##### 提示文 #####

2014年04月12日 00時55分39秒 | 健康・老いについて
 「死の自己決定権のゆくえ」  児玉 真美 著  大月書店 2013年

 「日本の尊厳死議論」 P-13

 前略

 進行する病気の痛苦にまともに対応してもらえず、身体が受け付けなくなっているのに点滴で
全身を水浸しにされたり、もう余命いくばくもないというのに人工呼吸器と経管栄養で
全身チューブだらけにされて、苦しいだけの生をいたずらに引き伸ばされたり、いまわの際にも、
なお家族が部屋から追い出されて肋骨が折れるほどの心肺蘇生を強行されたり・・・。
そんな病院でのがん死の悲惨さが批判的に語られ始めたのは、日本にホスピスができ始めた頃では
なかったろうか。

 中略

 それでもまだ、私たち一般人は怯えている。

##### 提供データ #####

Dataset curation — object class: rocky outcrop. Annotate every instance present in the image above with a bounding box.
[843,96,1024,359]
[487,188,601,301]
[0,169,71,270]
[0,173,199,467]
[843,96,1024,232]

#####

- **課題**: 提示文で引用されている本を出版した出版社名を答えよ。

- **回答欄**: 大月書店